=== The data ===
* * *
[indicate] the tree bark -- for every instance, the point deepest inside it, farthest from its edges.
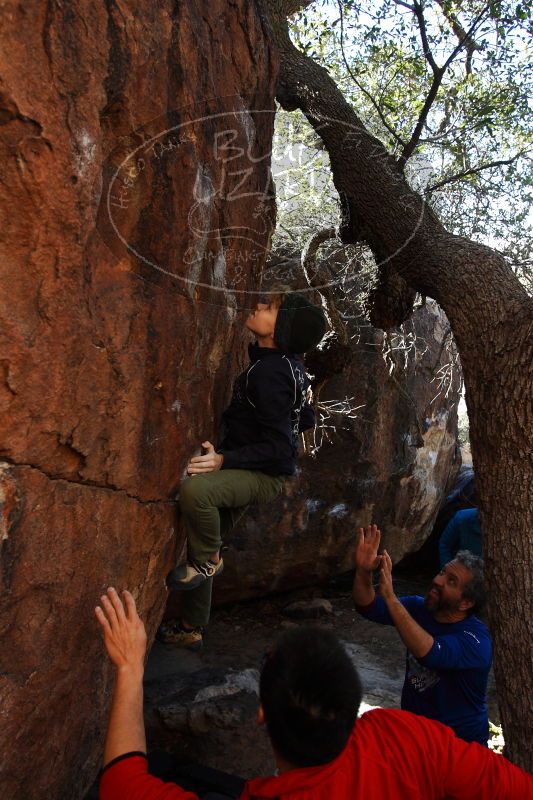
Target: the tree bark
(491, 317)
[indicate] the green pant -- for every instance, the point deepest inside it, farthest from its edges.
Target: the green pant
(211, 505)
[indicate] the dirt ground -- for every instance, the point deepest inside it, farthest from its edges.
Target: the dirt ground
(235, 641)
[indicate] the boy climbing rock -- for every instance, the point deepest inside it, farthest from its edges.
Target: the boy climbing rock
(258, 449)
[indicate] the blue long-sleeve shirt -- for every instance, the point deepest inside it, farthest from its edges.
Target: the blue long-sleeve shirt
(448, 684)
(268, 409)
(463, 532)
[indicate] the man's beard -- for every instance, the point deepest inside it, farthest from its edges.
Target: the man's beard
(435, 602)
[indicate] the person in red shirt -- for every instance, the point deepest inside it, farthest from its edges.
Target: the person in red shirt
(309, 698)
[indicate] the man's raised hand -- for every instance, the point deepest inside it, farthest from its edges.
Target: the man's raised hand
(209, 462)
(366, 548)
(123, 629)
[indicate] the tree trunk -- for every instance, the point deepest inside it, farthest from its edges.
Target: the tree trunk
(492, 321)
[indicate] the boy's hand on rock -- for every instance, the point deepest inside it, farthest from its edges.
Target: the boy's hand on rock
(210, 462)
(366, 548)
(123, 629)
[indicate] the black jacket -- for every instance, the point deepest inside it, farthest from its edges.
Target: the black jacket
(268, 409)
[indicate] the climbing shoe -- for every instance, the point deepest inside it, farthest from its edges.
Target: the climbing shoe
(193, 573)
(172, 632)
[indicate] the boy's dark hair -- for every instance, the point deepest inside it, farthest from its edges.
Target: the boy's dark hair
(310, 692)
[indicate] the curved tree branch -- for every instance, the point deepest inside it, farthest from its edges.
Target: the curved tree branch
(360, 86)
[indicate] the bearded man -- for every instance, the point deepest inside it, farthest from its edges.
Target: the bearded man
(449, 650)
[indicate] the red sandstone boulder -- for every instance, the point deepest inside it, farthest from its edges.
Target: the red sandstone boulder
(126, 229)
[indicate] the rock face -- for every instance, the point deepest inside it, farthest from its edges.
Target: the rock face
(135, 210)
(369, 468)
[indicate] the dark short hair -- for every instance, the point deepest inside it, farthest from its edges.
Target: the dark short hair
(475, 588)
(310, 692)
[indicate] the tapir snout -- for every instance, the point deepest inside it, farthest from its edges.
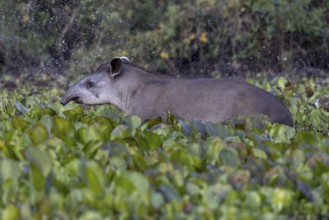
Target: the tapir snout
(137, 91)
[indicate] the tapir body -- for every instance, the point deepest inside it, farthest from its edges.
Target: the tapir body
(137, 91)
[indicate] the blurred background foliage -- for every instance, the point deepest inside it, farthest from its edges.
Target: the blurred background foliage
(196, 37)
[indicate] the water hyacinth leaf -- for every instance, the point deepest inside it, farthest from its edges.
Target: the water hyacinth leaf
(19, 123)
(38, 134)
(213, 148)
(90, 133)
(259, 153)
(153, 139)
(62, 128)
(133, 121)
(120, 132)
(93, 177)
(282, 133)
(281, 199)
(253, 200)
(11, 212)
(131, 182)
(40, 159)
(229, 156)
(74, 114)
(20, 107)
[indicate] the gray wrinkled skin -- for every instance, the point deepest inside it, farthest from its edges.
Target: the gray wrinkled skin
(136, 91)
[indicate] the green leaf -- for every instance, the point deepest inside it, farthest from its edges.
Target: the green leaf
(230, 157)
(20, 107)
(19, 123)
(41, 159)
(62, 128)
(133, 121)
(282, 133)
(11, 212)
(281, 199)
(94, 178)
(38, 134)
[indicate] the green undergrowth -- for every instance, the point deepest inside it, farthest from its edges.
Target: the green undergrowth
(78, 162)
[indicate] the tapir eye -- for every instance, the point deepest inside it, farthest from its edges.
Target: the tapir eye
(89, 84)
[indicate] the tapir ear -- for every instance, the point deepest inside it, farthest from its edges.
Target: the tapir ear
(116, 66)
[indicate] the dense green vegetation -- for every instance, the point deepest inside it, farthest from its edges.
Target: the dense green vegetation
(177, 37)
(94, 163)
(80, 162)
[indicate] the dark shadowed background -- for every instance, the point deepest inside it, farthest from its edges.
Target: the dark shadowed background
(197, 37)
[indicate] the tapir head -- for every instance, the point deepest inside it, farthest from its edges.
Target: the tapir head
(99, 87)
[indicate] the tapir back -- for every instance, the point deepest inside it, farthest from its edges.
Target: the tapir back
(214, 100)
(136, 91)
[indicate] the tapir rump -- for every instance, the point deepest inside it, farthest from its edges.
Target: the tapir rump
(137, 91)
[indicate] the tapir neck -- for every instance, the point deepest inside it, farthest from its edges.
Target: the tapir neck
(132, 83)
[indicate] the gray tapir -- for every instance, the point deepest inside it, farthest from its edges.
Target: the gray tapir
(137, 91)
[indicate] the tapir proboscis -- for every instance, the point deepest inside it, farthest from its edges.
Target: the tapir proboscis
(137, 91)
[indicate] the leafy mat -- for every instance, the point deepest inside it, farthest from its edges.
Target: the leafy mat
(78, 162)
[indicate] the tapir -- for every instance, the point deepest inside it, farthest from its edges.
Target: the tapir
(137, 91)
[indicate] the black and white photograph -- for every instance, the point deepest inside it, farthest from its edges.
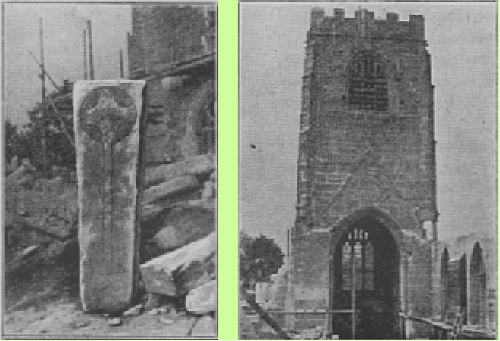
* * *
Would you copy, unchanged, the stretch of the records above that begins at the line containing "[indicate] the green pant" and ends at the line containing "[indicate] the dirt", and only that?

=== Your solution ===
[indicate] the green pant -- for every instance, the point deepest inside it, farthest from its edges.
Target: the green pant
(211, 505)
[indicate] the dirt ground -- for every instance, the point deepest inside it, farthest from its edges.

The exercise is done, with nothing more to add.